(Passage provided)

Joel's funeral is held in a cathedral almost immediately after his death. Audrey's sister and brother-in-law accompany Jean to the ceremony. They are struck by the wide variety of mourners in the crowd. Audrey delivers a eulogy from the pulpit. She speaks of Joel as a principled defender of civil rights and social progress. To everyone's surprise, she unexpectedly calls Berenice to join her from among the crowd of mourners, along with Berenice's son Jamil. Audrey declares that Berenice and Jamil are a testament to Joel's commitment to collective tribal child-rearing and expanded families, and that she sees them as family too. She also announces a new scholarship for progressive causes in Joel's name. After the funeral, Jean approaches Audrey in shock, but Audrey rebuffs her questions. Jean realizes that Audrey gone back to coldly hiding her feelings to safeguard Joel's legacy as a man of principle.

Lenny attends the funeral reception with Tanya, apparently having relapsed. Rosa tells her mother of her plans to go to Jerusalem, and to study the Torah at a yeshiva. Mike looks for Karla, but cannot find her at the reception. Across town, Karla boards a subway and texts Khaled to let him know she will join him soon.

== Reviews ==
The Believers was published to almost unanimously positive reviews. It has been called a "cruelly clever new novel", "an observant and unsentimental family drama that pits rationalism against faith", "at heart an American novel: a larger, more considered, layered and utterly assured study of a family driven by political passion whose personal lives refuse to comply with prescribed ideology". Critics agree that it defies comparison with Notes on a Scandal and that it is rich in character development.

(End Passage provided)
(Data under study)

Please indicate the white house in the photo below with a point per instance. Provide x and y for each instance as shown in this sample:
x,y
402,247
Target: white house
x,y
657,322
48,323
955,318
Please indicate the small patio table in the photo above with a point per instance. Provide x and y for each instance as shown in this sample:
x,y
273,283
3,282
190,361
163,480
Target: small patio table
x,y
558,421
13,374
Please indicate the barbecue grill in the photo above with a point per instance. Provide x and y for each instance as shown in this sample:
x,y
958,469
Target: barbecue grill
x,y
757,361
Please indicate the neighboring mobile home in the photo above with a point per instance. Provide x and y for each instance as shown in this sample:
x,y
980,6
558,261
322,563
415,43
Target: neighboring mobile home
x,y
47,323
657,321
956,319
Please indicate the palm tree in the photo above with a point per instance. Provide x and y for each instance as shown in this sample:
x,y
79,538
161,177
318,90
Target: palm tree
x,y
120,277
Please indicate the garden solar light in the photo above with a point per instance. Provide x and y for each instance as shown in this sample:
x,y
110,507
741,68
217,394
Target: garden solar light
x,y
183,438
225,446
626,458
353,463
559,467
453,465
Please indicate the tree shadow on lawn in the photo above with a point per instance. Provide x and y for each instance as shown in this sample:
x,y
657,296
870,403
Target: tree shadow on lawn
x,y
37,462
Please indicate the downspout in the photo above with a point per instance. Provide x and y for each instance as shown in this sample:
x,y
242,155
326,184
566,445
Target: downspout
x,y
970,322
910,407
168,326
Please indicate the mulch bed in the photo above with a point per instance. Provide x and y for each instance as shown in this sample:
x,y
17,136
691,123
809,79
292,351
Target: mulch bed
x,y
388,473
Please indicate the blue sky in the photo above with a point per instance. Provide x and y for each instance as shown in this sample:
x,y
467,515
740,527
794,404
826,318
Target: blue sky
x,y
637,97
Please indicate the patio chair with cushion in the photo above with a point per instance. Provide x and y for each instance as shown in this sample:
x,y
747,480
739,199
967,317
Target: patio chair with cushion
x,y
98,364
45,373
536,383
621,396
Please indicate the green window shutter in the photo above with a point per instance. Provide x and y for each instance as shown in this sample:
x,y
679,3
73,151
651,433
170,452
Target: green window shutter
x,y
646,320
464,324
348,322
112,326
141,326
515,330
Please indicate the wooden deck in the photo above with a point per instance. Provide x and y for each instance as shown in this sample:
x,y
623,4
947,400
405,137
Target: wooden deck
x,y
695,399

(End Data under study)

Instructions
1. In the passage about The Believers:
(a) What does Audrey announce in Joel's name?
(b) Where does Rosa tell her mother she plans to go, and to do what?
(c) What other work do critics agree the novel defies comparison with?
2. Pick up the passage about The Believers after its final sentence and continue it.

Per-task outputs
1.
(a) A new scholarship for progressive causes.
(b) Jerusalem, to study the Torah at a yeshiva.
(c) Notes on a Scandal.

2.
Reviewers and critics have suggested that Heller has a "penchant for unlikeable characters" which may be seen as interesting or annoying. Heller has retorted by stating that

it begins to seem like it's an issue with the books I write. [...] Quite often people say, "Ooh, what a monstrous character", and "Who is there to like in this book?" And I suppose my answer is twofold: one is that I don't think Audrey is monstrous through and through—I think she's funny, or certainly meant to be funny. And then there are all sorts of extenuating factors. I read a review the other day that said, "Joel is the one charming character in the book, and we're left with this pain in the neck." And in one sense that exactly expresses what she's had to deal with all her life, being the less desirable companion to this charming, charismatic, fabulous man, who is also this gigantic egotist. It's quite hard work living with that kind of star. [...] It's amazing how often, both giving readings in book shops or reading reviews on Amazon, or even reading supposedly sophisticated criticism, that charge arises: "You've written somebody that I don't like." And you want to say, well, how do you feel about Iago? I take umbrage at all that. [...] I very strongly feel that the job of fiction is not to write admirable figures, but to imagine one's way into all sorts of people, often people who ostensibly at least are deeply unlikeable or unpleasant. The question is not whether you like them but whether you understand them.

Lionel Shriver notes that the character of Joel Litvinoff may be modelled on William Kunstler.